## [Extrait à lire]
Comment fonctionnent les finances publiques, et la dette publique ?
Ou quand le serpent se mord la queue ! Il meurt étouffé, et les braconniers viennent dépecer la bête.
Le Parlement vote le budget chaque année, c’est la loi de finance de l’Etat. Cette loi autorise le recouvrement de l’impôt et l’engagement des dépenses. Jusque-là, rien d’extraordinaire.
Mais comment cela se traduit-il concrètement ?
Une fois le budget voté, le Parlement est « hors jeu », il n’exercera plus qu’un contrôle a posteriori. La gestion annuelle des deniers publics va faire intervenir plusieurs acteurs : le Trésor public (qui est intégré au ministère de l’économie et des finances), la Banque de France, et un troisième, catégorie hétéroclite, qui regroupe le reste, ce sont les acteurs tiers.
Chacun de ces acteurs a une fonction particulière dans le processus : Le Trésor public, comme son nom l’indique, gère les fonds publics, la trésorerie, c’est l’agent financier de l’Etat, il assume la couverture des charges de l’Etat. La Banque de France est la banque de l’Etat, c’est ici que sont ouverts ses comptes, mais son rôle ne se limite pas à la tenue des comptes. C’est une société en capital où l’Etat est actionnaire unique (son statut est inscrit au Code monétaire et financier, art L141-1 à L144-4). Les acteurs tiers, quant à eux, sont là pour alimenter le fonds de roulement de la trésorerie de l’Etat. Leurs statuts sont différents (privé et public), mais ils remplissent tous, grosso modo, la même fonction.

## [Données]
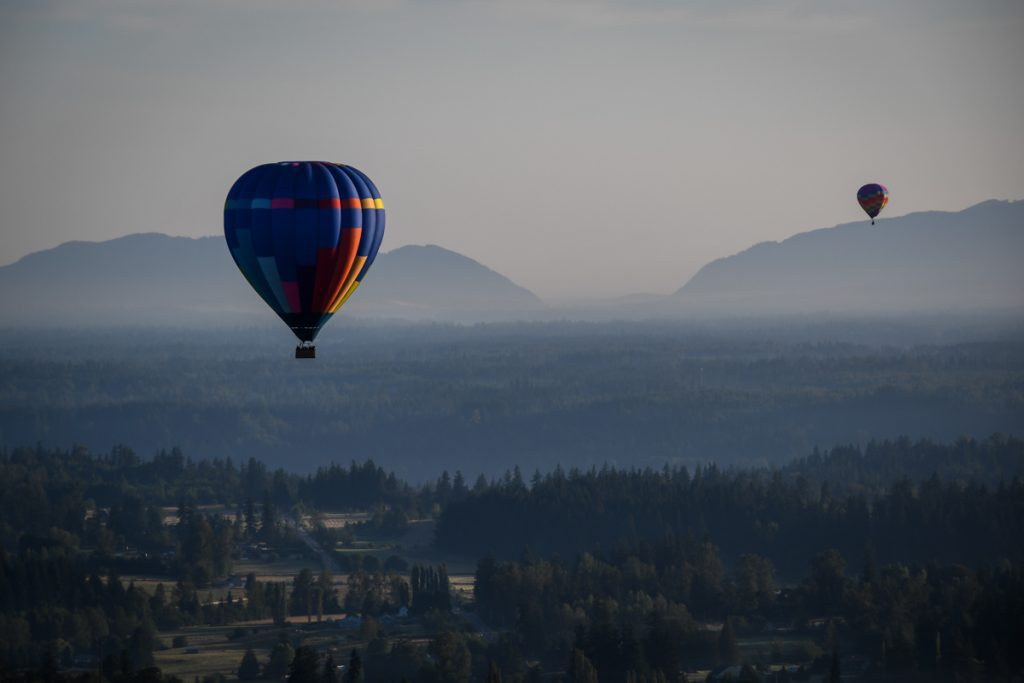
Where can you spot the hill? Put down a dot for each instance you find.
(155, 279)
(923, 262)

## [Consigne]
Pouvez-vous modifier l’extrait sur les finances publiques en le reprenant à partir des mots « Ou quand le » et en vous arrêtant après « les acteurs tiers. », avec « Congrès » à la place de « Parlement » ?

## [Réponse]
Ou quand le serpent se mord la queue ! Il meurt étouffé, et les braconniers viennent dépecer la bête.
Le Congrès vote le budget chaque année, c’est la loi de finance de l’Etat. Cette loi autorise le recouvrement de l’impôt et l’engagement des dépenses. Jusque-là, rien d’extraordinaire.
Mais comment cela se traduit-il concrètement ?
Une fois le budget voté, le Congrès est « hors jeu », il n’exercera plus qu’un contrôle a posteriori. La gestion annuelle des deniers publics va faire intervenir plusieurs acteurs : le Trésor public (qui est intégré au ministère de l’économie et des finances), la Banque de France, et un troisième, catégorie hétéroclite, qui regroupe le reste, ce sont les acteurs tiers.